◆ DIRECTIONS: Could you write out the records below exactly as they appear?

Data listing
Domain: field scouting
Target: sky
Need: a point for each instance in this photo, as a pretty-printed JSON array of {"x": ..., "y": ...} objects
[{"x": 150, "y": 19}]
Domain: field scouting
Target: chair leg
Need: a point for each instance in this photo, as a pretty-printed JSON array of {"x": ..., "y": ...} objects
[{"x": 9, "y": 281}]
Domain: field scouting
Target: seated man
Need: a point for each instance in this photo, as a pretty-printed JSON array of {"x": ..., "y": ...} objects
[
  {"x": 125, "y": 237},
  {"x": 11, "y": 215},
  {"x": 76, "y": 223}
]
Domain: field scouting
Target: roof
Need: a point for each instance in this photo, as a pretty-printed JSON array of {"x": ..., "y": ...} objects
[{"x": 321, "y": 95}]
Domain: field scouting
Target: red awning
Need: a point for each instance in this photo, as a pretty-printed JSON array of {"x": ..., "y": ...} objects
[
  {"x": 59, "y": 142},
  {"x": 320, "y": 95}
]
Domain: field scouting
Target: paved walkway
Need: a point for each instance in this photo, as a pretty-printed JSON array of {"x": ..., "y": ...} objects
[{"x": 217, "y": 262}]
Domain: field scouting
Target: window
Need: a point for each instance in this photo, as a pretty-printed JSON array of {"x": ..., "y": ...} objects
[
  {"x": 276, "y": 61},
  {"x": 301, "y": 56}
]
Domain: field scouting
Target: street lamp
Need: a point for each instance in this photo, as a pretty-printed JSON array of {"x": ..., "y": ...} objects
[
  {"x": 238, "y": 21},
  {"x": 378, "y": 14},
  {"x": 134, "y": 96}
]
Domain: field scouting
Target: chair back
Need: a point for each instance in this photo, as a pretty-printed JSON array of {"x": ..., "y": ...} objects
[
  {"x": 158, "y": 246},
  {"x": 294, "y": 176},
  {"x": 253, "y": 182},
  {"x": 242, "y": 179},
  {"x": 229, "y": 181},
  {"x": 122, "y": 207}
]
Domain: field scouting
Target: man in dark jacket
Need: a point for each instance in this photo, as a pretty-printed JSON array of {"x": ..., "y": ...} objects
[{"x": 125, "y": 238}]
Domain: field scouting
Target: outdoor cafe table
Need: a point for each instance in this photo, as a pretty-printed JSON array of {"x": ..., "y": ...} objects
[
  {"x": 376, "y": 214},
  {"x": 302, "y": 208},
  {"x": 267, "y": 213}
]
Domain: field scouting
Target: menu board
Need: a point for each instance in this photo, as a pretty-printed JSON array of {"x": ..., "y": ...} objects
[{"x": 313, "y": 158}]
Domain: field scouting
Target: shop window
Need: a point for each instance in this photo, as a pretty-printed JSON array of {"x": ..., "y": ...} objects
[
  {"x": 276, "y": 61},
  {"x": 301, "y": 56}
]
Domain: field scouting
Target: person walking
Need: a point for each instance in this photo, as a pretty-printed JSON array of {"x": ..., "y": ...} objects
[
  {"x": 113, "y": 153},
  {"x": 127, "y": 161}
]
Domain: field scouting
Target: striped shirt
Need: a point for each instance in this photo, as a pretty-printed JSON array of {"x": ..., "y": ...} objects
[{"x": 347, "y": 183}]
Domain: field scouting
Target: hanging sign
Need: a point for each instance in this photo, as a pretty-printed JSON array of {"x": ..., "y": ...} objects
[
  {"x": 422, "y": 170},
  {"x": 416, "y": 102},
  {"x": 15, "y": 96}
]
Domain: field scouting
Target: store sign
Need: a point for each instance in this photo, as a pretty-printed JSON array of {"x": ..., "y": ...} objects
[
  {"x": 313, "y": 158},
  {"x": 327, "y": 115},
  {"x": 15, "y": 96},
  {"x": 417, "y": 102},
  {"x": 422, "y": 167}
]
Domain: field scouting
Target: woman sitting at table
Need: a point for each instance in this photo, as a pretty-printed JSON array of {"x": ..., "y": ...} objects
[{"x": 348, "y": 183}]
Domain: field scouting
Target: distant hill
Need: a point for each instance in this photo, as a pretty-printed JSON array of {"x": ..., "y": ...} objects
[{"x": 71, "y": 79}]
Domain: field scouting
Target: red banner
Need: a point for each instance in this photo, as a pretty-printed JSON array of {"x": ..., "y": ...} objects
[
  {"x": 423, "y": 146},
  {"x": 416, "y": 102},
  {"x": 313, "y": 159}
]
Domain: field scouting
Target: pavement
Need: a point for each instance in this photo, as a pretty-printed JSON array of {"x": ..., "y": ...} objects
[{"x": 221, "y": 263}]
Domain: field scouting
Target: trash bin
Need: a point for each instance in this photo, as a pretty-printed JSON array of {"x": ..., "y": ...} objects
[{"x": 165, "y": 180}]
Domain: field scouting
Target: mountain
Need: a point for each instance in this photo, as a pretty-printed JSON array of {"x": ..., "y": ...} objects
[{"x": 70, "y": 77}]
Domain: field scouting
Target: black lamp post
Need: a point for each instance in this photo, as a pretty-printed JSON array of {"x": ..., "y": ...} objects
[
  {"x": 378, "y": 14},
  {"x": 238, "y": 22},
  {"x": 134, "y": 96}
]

◆ RESPONSE TO THE TASK:
Domain: field scouting
Target: sky
Need: a point for each instance in this photo, as a pretty-printed JSON array of {"x": ..., "y": ...} objects
[{"x": 150, "y": 19}]
Domain: field scouting
Target: chair leg
Need: a point for each instance in this photo, as a pretty-printed JSON array of {"x": ..., "y": ...} objects
[{"x": 9, "y": 281}]
Domain: field scouting
Target: seated man
Need: a point for each instance in this photo, as a pretty-printed JSON array of {"x": ..., "y": ...} objects
[
  {"x": 125, "y": 237},
  {"x": 11, "y": 215},
  {"x": 76, "y": 223}
]
Domain: field scouting
Target: roof
Need: a point for each instance in this photo, as a pretty-printed JSON array of {"x": ..., "y": ...} objects
[{"x": 321, "y": 95}]
Domain: field scouting
Target: red awning
Need: a point for each instance in this photo, as a pretty-printed JSON array of {"x": ..., "y": ...} objects
[
  {"x": 59, "y": 142},
  {"x": 320, "y": 95}
]
Domain: field scouting
Target: paved walkway
Need: a point for each instance in this photo, as a pretty-printed JSON array of {"x": ..., "y": ...} objects
[{"x": 217, "y": 262}]
Domain: field scouting
Target: window
Need: a point for each instance in this photo, as a pretty-printed JSON array of {"x": ..., "y": ...} objects
[
  {"x": 276, "y": 61},
  {"x": 301, "y": 56}
]
Domain: field scouting
Target: street lamp
Need: a point for each instance in this photo, as a pretty-printed JSON array of {"x": ..., "y": ...} objects
[
  {"x": 238, "y": 21},
  {"x": 378, "y": 14},
  {"x": 134, "y": 96}
]
Domain: field scouting
Target: chair back
Need: a point for each instance in this photo, as a pretty-printed JSON array of {"x": ..., "y": ...} objects
[
  {"x": 158, "y": 246},
  {"x": 294, "y": 176},
  {"x": 253, "y": 182},
  {"x": 242, "y": 179},
  {"x": 229, "y": 181},
  {"x": 122, "y": 207}
]
Domain: field scouting
Target: man in dark jacket
Need: a point for each instance in this photo, as a pretty-printed JSON array of {"x": ..., "y": ...} objects
[{"x": 125, "y": 238}]
Domain: field scouting
Target: outdoor cafe table
Need: a point for each instance in this photo, as a pretty-printed JSON array of {"x": ..., "y": ...} objects
[
  {"x": 376, "y": 214},
  {"x": 302, "y": 208},
  {"x": 267, "y": 213}
]
Domain: field scouting
Target: menu board
Need: a point for each instance in this photo, as a pretty-printed JSON array of {"x": ..., "y": ...} objects
[{"x": 313, "y": 158}]
Domain: field scouting
Target: shop window
Need: a point for each instance in this photo, as a pretty-printed JSON array of {"x": ..., "y": ...} objects
[
  {"x": 276, "y": 61},
  {"x": 301, "y": 56}
]
Domain: field scouting
Target: person walking
Need: a point for each instance in this photo, as a pretty-printed JSON array of {"x": ..., "y": ...} objects
[
  {"x": 113, "y": 153},
  {"x": 127, "y": 161}
]
Domain: field scouting
Target: striped shirt
Need: a point for each instance in this photo, as a pretty-printed JSON array of {"x": ..., "y": ...} objects
[{"x": 347, "y": 183}]
Domain: field scouting
Target: hanging sign
Need: a point for each instance in this photo, as a pretty-printed JSON array of {"x": ..., "y": ...} objects
[
  {"x": 422, "y": 170},
  {"x": 416, "y": 102},
  {"x": 15, "y": 96}
]
Domain: field scouting
Target: store sign
Need: a point for each instance in this photo, as a pretty-printed JSON array of {"x": ..., "y": ...} objects
[
  {"x": 313, "y": 158},
  {"x": 327, "y": 115},
  {"x": 15, "y": 96},
  {"x": 417, "y": 102},
  {"x": 422, "y": 167}
]
Domain: field scouting
Target: woman sitting at table
Need: a point for each instance in this photo, as a pretty-printed JSON array of {"x": ..., "y": ...} objects
[{"x": 348, "y": 183}]
Domain: field scouting
Target: distant hill
Need: a point for each instance in this photo, as a pretty-printed JSON array of {"x": ..., "y": ...} objects
[{"x": 71, "y": 79}]
Domain: field scouting
Target: red banner
Need: a point for each instance in this photo, as a pretty-printed JSON array of {"x": ..., "y": ...} objects
[
  {"x": 423, "y": 146},
  {"x": 416, "y": 102},
  {"x": 313, "y": 159}
]
Domain: field scouting
Target: pavement
Need: a point for each instance in this photo, as a pretty-printed JSON array of {"x": ..., "y": ...} objects
[{"x": 221, "y": 263}]
Domain: field scouting
Target: trash bin
Need: a point for each instance in this photo, as a pretty-printed JSON array of {"x": ..., "y": ...} objects
[{"x": 165, "y": 180}]
Domain: field scouting
Target: mountain
Need: a point for each instance in this photo, as a pretty-printed JSON array of {"x": ..., "y": ...} objects
[{"x": 70, "y": 77}]
Domain: field scouting
Target: black lamp post
Need: a point for each instance in this photo, as a pretty-printed JSON array of {"x": ..., "y": ...} objects
[
  {"x": 378, "y": 14},
  {"x": 238, "y": 22},
  {"x": 134, "y": 96}
]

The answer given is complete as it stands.